TASK PROMPT → Pick out every line in the items below that contains the string "hillside", and copy each such line. Matching is case-sensitive.

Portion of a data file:
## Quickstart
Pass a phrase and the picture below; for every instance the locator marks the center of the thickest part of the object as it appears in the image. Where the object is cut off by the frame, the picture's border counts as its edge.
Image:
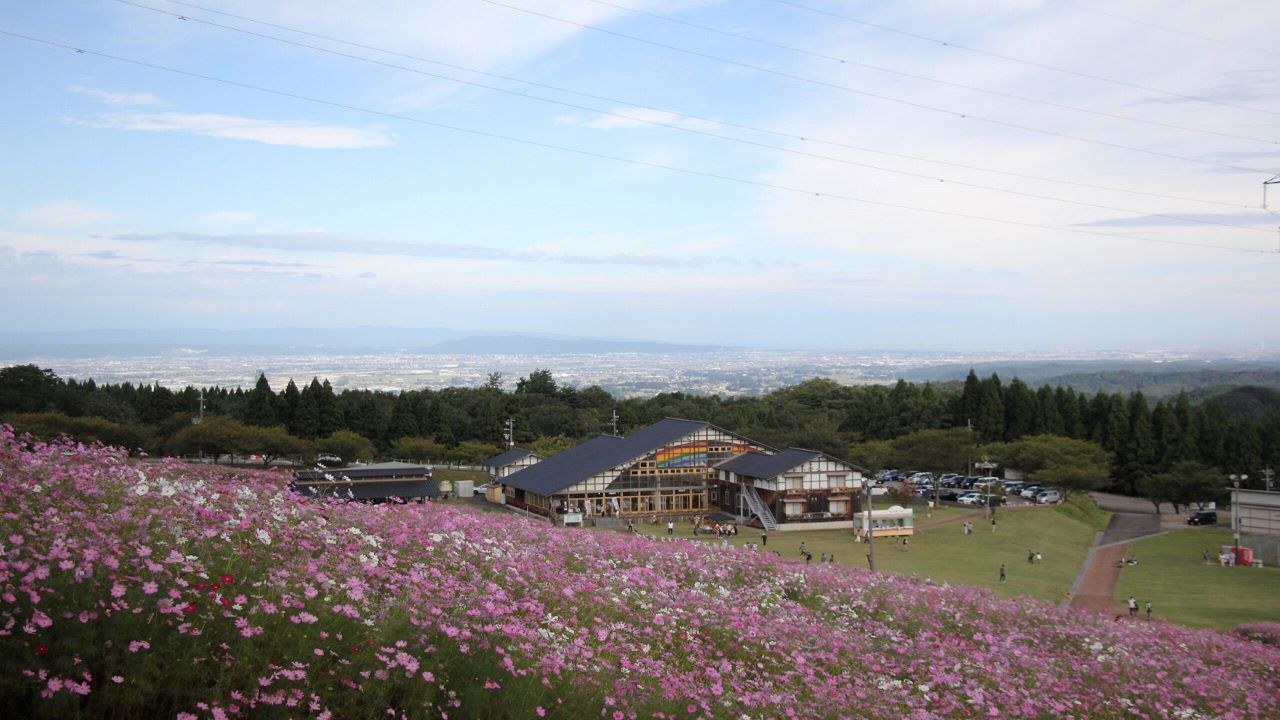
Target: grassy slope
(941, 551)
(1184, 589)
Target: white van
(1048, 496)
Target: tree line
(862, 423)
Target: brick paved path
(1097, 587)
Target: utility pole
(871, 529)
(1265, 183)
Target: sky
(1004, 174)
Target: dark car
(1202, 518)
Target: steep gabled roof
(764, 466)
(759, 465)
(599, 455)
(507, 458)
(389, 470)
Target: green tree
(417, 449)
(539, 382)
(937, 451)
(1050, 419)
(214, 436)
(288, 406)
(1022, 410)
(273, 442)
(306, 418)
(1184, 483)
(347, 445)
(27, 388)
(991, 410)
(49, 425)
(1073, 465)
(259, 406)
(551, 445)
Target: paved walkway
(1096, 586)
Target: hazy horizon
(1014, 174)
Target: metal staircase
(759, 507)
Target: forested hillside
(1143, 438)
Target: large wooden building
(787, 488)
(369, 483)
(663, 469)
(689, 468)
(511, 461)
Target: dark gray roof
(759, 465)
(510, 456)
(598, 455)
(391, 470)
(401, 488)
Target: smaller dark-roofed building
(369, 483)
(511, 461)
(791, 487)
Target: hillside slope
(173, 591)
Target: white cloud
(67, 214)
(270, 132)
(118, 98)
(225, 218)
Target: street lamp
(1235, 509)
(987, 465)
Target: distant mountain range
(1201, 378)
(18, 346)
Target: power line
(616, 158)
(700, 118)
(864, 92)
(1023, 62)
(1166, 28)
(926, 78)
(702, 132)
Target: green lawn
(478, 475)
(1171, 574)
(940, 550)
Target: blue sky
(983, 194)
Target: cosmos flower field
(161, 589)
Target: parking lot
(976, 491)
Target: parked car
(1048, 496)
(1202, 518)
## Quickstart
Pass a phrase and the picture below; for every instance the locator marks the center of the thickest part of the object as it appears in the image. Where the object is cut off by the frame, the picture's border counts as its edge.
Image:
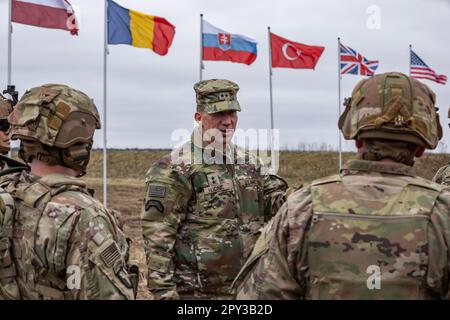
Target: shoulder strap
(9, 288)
--
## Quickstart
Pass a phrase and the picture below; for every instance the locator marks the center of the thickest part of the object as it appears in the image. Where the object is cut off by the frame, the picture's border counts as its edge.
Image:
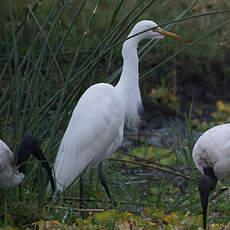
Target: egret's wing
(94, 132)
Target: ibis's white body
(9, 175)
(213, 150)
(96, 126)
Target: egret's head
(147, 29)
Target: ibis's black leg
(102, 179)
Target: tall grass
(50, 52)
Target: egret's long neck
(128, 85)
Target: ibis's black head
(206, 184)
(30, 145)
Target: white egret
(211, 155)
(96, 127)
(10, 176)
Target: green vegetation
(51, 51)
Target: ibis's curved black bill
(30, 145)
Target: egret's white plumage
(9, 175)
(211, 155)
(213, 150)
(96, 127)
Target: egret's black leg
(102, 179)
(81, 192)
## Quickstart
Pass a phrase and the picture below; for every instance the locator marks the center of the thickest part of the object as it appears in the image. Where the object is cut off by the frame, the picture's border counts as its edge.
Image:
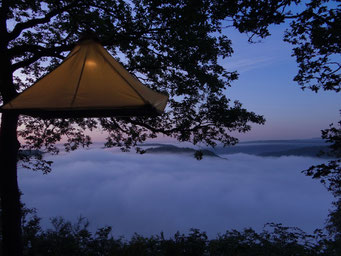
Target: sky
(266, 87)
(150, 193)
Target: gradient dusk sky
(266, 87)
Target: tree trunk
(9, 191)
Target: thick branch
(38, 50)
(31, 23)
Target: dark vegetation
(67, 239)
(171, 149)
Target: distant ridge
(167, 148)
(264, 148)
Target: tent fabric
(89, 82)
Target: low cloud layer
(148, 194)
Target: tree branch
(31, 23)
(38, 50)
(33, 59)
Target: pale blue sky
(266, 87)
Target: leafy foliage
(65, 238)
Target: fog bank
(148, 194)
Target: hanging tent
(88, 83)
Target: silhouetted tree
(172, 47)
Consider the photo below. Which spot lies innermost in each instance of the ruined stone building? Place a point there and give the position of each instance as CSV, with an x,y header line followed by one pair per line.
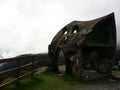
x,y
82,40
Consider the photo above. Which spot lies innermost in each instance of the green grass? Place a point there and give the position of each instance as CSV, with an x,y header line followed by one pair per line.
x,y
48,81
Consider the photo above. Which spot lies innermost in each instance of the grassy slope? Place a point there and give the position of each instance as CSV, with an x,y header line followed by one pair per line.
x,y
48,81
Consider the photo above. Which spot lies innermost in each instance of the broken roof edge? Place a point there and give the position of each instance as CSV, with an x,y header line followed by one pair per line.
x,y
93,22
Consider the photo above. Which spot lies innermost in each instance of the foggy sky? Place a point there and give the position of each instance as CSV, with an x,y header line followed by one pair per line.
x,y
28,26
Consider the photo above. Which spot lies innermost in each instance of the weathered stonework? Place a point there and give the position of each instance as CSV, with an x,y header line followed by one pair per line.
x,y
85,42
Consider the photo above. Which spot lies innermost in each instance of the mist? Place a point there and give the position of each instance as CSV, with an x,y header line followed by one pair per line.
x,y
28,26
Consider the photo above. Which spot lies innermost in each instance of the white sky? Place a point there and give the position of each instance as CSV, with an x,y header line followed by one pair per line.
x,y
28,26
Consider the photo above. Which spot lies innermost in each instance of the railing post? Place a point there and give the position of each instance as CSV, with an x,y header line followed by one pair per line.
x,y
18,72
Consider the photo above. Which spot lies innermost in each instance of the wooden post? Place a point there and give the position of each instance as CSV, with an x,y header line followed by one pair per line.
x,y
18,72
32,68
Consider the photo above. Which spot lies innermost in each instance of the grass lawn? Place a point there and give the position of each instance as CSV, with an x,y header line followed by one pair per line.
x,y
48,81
==
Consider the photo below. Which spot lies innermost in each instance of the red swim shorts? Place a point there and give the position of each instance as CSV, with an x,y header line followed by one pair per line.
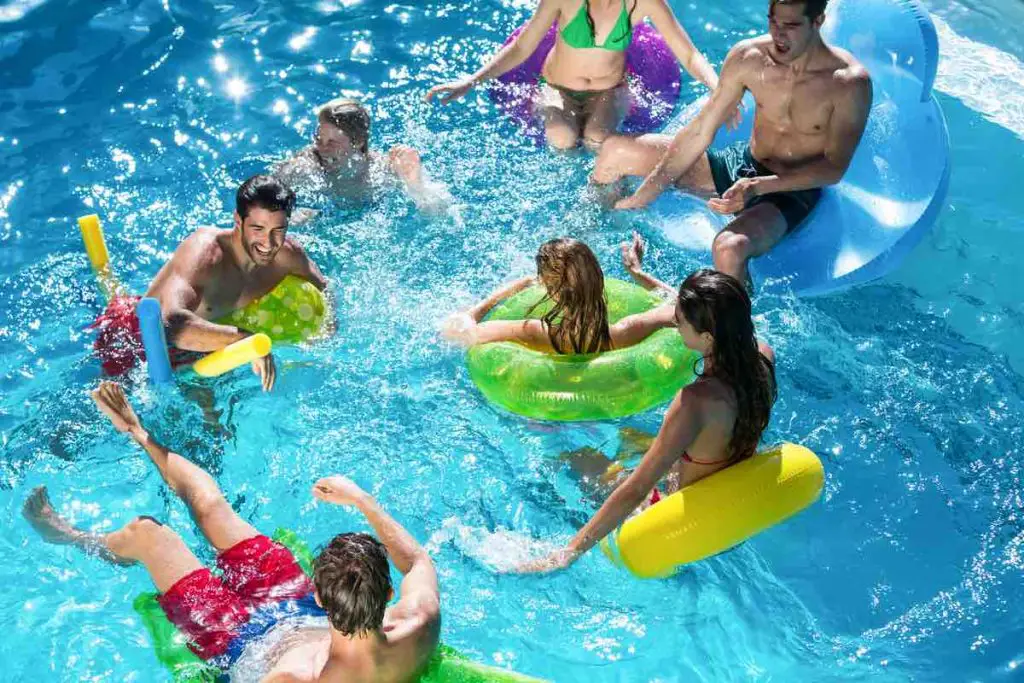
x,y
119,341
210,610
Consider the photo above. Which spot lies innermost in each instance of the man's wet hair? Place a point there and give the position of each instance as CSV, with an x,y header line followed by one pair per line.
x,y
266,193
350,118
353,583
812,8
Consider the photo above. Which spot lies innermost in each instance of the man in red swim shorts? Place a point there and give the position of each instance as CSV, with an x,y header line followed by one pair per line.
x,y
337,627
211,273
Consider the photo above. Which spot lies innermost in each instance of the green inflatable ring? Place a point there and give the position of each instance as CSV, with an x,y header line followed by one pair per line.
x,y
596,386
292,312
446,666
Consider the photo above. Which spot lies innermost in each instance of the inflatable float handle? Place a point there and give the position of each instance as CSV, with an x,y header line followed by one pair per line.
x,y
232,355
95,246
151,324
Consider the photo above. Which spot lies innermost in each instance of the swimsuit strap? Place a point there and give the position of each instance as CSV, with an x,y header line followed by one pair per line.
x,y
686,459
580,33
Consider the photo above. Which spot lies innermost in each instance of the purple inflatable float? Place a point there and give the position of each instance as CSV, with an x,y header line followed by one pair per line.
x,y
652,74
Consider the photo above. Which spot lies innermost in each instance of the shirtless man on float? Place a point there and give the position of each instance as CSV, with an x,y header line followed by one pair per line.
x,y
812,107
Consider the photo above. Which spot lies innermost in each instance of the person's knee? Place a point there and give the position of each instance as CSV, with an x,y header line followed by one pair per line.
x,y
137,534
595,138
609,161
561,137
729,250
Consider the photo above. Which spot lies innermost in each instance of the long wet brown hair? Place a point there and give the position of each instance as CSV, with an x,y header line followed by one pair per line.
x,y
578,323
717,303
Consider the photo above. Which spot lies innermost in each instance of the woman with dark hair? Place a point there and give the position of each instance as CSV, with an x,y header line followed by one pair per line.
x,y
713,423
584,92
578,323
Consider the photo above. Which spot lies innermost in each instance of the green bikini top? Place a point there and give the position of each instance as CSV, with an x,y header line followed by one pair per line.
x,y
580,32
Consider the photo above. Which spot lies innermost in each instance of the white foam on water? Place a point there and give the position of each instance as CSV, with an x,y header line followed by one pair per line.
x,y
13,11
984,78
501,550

EXERCISE OUTPUT →
Target: forested hillside
Target: hillside slope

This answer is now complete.